◆ **Work to complete**
Using the records below, copy out exactly the line that contains "pile of stone" and every line that follows it, up to and including the last, and no others.

◆ **Given records**
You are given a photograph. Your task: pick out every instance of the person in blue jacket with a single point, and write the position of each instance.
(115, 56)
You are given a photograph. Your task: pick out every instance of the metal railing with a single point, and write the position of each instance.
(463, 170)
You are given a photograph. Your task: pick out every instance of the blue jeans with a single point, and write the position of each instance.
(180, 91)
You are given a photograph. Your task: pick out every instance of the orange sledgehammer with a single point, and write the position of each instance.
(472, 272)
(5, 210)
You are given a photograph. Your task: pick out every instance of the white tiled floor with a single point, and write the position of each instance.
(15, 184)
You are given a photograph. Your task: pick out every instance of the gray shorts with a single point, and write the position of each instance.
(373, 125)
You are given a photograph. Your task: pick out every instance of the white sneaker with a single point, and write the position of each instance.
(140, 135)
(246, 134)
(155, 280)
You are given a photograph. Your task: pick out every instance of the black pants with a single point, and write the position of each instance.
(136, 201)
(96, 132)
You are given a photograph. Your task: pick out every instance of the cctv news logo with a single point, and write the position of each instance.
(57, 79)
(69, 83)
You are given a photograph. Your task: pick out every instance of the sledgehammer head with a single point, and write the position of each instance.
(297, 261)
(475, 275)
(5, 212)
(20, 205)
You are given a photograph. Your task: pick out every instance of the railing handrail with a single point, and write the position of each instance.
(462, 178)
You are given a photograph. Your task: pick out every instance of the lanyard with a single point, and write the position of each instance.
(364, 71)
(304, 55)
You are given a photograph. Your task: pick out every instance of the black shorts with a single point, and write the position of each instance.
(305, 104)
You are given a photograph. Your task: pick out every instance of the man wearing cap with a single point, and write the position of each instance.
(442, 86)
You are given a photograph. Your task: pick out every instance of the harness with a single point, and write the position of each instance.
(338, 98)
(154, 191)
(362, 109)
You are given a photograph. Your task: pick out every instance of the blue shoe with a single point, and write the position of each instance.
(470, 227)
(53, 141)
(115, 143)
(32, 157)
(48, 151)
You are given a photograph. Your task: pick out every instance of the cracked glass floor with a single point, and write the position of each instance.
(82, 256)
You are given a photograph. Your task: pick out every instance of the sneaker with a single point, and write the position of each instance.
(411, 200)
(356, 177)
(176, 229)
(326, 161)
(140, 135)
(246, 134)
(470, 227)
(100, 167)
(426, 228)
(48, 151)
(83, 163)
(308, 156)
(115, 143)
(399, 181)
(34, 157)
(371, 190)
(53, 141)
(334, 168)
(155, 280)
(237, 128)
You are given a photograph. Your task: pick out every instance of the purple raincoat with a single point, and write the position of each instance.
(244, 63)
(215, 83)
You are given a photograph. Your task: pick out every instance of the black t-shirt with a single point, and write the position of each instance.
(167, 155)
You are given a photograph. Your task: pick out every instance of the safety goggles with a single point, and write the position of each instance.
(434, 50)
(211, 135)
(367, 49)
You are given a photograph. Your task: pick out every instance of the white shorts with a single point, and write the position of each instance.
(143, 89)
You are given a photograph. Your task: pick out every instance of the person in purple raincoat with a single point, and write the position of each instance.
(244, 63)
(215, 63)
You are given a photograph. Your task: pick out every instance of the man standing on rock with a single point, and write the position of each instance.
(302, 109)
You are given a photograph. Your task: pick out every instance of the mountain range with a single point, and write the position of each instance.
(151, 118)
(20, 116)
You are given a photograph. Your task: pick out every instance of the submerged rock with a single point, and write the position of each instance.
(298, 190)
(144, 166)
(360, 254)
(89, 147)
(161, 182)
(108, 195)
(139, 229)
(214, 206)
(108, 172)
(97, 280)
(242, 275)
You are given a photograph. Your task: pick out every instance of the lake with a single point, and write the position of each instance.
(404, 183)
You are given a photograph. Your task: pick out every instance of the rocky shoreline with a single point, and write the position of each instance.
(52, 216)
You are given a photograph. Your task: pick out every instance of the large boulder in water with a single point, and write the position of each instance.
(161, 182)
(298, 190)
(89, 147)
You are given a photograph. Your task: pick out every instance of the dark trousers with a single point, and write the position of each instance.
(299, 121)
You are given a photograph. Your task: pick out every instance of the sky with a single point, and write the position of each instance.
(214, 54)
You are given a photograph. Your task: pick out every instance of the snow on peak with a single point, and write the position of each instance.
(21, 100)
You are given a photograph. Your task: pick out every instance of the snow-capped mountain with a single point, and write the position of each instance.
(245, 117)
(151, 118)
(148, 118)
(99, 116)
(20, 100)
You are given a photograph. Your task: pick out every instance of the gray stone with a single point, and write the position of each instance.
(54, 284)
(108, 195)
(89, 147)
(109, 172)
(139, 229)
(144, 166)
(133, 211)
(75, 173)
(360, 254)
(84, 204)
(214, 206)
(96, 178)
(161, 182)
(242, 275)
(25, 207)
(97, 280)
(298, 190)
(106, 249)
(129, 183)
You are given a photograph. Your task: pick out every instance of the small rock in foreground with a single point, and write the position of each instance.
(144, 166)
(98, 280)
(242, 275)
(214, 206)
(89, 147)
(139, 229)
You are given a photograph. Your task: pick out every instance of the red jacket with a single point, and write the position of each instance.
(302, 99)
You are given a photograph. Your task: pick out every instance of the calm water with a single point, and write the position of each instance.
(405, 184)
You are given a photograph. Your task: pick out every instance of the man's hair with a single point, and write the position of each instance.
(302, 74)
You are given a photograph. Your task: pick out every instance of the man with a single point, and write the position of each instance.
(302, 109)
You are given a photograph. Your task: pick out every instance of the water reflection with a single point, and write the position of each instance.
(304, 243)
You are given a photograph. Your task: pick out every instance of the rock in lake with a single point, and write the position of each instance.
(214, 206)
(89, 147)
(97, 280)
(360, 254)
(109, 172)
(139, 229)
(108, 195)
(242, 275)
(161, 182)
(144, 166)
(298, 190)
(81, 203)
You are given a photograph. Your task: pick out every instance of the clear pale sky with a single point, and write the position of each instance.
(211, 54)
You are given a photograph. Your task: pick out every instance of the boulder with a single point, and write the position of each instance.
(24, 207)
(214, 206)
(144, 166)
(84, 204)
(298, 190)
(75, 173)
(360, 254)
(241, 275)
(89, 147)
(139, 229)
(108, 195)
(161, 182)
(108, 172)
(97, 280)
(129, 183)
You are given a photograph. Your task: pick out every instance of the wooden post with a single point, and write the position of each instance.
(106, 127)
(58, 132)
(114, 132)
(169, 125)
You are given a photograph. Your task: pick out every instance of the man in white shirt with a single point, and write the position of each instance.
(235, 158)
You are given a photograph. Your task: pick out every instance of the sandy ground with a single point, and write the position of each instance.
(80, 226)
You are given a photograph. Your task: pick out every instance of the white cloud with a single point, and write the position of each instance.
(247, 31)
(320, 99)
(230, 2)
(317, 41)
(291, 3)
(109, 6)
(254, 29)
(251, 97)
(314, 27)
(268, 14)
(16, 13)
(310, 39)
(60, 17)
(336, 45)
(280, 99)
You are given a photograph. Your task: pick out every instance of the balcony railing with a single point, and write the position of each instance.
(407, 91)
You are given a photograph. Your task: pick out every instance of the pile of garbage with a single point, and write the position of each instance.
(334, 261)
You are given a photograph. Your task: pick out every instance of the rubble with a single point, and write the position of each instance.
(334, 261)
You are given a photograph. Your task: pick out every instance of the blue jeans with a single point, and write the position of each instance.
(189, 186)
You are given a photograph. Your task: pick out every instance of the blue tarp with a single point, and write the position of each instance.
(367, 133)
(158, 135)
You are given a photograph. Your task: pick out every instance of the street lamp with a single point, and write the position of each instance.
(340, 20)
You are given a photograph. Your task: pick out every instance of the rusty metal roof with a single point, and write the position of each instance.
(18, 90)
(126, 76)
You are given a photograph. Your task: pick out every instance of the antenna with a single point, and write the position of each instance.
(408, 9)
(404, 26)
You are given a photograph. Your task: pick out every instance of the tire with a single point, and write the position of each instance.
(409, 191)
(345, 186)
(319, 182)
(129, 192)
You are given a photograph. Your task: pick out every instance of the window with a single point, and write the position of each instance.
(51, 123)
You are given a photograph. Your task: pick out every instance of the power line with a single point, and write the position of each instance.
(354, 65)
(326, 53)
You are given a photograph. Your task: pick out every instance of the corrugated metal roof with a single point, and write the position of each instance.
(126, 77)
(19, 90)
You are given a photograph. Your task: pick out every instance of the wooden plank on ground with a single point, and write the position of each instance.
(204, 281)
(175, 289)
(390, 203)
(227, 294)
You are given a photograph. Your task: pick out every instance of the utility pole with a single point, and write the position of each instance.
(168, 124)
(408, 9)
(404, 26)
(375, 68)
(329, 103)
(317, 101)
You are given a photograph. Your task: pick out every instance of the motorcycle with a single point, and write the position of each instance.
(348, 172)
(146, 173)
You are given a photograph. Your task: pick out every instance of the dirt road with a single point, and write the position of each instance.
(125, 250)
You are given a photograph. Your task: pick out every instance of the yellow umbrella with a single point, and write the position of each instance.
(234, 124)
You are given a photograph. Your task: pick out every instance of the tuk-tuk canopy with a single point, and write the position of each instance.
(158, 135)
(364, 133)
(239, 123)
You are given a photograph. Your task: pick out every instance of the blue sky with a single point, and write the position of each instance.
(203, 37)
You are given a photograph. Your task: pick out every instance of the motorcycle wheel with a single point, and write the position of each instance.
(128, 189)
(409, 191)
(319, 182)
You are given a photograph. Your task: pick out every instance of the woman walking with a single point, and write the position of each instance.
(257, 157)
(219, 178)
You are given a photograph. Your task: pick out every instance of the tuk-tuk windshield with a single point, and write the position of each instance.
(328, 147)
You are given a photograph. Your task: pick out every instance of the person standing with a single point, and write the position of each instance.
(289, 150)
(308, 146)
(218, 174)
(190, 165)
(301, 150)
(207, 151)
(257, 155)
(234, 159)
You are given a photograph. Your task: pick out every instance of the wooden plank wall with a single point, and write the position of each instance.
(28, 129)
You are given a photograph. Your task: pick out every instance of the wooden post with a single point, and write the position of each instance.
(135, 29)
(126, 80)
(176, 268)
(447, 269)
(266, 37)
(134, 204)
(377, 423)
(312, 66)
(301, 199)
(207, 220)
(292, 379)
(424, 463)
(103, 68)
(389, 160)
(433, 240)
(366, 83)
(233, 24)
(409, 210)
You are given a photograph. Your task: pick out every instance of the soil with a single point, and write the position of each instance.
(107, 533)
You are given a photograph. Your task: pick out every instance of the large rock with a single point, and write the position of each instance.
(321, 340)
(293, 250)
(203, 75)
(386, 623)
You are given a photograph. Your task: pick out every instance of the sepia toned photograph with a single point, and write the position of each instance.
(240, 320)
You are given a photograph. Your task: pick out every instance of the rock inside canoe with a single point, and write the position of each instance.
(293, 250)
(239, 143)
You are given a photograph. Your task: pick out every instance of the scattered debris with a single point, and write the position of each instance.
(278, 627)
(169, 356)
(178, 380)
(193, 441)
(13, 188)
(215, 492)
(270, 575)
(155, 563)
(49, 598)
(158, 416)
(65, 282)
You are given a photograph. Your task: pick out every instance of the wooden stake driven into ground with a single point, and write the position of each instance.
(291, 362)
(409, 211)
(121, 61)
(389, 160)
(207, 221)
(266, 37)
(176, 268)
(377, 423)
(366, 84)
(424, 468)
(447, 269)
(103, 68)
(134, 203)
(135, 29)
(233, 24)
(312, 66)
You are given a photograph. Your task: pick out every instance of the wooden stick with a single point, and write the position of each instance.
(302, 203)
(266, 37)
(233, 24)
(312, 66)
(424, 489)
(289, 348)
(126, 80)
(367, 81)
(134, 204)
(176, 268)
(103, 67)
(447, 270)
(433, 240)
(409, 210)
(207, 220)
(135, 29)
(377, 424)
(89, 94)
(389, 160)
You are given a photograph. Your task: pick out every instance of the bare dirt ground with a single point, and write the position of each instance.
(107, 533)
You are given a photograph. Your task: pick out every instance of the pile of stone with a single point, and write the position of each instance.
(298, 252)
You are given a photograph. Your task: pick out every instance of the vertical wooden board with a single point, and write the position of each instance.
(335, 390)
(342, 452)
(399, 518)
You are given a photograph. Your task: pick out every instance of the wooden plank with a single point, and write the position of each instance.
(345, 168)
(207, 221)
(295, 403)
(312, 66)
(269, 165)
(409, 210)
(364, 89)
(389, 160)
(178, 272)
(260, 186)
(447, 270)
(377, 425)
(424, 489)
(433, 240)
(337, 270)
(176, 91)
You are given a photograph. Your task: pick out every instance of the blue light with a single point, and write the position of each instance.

◆ **Final result**
You are given a photograph. Your task: pick out every instance of the pile of stone with a single point, and write the position of each instance.
(298, 252)
You are given a photograph. Your task: pick out every instance of the vertical wooden board with a single point, and write the position of each instance.
(335, 390)
(342, 452)
(399, 518)
You are given a photograph. Your task: pick out every instance of the wooden plank with a single point, and write the position of each instance.
(345, 168)
(207, 221)
(295, 403)
(312, 66)
(269, 165)
(409, 210)
(364, 89)
(389, 160)
(178, 272)
(260, 186)
(447, 270)
(377, 425)
(424, 489)
(433, 240)
(337, 270)
(176, 91)
You are given a photograph. Your task: pick out every instance of the blue light with a single point, and write the position of each instance.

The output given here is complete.